> WHAT IS BEING ASKED
Copy every line in the records below that contains the word "front".

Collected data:

++++++++++

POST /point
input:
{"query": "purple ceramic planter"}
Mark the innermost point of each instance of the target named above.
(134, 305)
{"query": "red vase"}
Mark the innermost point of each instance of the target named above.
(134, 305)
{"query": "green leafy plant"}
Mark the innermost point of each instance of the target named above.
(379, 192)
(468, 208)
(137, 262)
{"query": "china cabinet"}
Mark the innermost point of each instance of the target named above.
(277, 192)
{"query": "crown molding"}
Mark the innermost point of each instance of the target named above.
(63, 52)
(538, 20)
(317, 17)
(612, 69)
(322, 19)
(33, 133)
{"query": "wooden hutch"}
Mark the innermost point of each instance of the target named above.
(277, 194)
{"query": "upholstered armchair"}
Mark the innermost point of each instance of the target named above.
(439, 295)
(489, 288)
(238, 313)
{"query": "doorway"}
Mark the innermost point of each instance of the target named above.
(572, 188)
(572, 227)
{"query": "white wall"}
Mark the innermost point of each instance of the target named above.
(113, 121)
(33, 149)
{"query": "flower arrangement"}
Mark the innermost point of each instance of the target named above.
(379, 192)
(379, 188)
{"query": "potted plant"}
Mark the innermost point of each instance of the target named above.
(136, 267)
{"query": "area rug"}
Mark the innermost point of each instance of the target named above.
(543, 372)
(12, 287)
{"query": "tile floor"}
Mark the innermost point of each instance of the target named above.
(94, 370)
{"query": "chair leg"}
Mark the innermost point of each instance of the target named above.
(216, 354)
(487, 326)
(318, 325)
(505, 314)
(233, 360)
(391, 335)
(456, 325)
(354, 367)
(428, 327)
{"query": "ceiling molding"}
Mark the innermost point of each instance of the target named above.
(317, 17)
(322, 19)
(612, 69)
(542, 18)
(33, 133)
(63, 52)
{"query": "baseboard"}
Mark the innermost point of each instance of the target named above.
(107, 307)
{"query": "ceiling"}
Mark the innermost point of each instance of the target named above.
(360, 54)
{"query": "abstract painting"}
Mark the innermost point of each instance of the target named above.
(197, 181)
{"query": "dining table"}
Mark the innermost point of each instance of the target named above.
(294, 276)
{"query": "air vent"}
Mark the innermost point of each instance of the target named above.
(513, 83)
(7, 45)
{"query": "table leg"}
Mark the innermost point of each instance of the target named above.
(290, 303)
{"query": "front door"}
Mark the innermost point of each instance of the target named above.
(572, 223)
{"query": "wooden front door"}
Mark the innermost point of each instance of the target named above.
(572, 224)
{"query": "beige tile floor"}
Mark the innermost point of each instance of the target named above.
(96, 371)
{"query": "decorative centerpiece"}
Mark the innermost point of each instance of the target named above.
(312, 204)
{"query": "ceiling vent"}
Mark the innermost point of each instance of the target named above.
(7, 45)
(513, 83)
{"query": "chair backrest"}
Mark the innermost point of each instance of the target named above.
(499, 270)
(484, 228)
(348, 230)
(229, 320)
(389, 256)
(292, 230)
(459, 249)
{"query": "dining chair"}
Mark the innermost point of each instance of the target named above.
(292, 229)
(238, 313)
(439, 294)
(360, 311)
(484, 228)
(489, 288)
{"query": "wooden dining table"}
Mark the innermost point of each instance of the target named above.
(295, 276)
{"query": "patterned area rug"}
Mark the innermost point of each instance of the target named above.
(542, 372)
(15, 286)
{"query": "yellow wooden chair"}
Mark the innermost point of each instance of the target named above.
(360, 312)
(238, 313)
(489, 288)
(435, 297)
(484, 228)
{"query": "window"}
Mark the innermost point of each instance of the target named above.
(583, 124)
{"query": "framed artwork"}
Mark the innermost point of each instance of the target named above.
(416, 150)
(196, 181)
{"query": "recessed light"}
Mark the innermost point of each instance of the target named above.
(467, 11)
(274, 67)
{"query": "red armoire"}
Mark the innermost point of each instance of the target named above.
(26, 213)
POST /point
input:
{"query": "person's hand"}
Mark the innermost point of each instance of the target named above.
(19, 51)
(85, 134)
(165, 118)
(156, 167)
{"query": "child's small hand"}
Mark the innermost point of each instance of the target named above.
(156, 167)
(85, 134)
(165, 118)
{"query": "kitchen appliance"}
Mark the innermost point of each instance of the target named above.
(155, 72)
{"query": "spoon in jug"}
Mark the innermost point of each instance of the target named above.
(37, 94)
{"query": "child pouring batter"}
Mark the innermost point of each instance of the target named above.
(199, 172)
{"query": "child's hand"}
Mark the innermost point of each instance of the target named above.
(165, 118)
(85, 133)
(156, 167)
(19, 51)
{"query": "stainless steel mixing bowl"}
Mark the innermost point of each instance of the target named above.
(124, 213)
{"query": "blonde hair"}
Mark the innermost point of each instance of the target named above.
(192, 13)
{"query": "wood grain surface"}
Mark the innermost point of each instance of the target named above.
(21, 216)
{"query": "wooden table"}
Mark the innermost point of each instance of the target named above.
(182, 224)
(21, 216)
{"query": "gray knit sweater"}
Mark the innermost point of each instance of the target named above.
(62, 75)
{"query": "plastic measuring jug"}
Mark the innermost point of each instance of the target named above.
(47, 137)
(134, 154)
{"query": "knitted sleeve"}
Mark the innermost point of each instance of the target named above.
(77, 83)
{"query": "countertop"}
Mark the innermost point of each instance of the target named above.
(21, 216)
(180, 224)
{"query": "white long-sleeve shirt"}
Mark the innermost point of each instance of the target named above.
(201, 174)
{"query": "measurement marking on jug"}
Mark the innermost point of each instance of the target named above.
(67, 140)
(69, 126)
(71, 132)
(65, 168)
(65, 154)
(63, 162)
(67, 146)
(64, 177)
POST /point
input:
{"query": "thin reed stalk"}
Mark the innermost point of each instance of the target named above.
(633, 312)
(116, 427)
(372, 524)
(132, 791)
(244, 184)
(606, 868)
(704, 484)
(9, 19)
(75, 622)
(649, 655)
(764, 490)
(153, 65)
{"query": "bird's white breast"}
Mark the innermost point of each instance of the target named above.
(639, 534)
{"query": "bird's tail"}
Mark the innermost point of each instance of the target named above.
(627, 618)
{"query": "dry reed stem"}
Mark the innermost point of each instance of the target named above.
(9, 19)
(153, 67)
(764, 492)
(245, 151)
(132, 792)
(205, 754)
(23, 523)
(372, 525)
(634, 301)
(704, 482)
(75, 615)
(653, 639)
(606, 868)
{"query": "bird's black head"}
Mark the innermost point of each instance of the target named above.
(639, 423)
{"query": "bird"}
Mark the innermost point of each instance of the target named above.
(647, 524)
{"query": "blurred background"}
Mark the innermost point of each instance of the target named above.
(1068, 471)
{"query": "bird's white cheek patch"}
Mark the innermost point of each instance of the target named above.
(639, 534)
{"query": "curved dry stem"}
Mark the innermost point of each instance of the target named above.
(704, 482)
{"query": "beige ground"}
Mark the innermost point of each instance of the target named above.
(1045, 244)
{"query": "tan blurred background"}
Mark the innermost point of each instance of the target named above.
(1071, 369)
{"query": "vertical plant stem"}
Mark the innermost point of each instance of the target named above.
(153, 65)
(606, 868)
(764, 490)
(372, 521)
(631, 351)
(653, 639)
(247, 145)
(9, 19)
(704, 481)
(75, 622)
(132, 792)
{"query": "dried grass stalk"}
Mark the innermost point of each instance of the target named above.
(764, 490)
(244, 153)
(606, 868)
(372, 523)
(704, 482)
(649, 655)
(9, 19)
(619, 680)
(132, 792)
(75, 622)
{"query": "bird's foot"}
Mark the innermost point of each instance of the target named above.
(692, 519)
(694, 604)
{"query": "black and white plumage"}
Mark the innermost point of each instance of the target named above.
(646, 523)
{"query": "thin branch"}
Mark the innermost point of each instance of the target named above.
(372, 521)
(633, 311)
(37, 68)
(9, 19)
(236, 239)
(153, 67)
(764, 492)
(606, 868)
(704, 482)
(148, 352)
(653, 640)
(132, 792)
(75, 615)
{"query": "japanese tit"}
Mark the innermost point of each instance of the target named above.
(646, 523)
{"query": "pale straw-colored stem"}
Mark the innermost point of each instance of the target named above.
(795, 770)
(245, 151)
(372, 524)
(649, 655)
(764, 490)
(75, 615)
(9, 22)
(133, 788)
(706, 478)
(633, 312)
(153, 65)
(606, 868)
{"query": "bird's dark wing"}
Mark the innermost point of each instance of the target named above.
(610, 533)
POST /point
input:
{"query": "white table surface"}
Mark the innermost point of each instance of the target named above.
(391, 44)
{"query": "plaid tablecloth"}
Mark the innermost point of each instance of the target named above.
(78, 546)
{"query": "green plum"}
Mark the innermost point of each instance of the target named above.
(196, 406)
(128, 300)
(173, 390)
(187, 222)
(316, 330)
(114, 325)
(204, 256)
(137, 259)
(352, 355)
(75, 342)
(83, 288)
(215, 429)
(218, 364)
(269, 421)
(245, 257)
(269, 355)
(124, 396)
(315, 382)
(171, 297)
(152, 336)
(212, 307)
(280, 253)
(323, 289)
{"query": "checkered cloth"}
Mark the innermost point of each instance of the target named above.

++++++++++

> PROBLEM SOLUTION
{"query": "front door"}
{"query": "wooden front door"}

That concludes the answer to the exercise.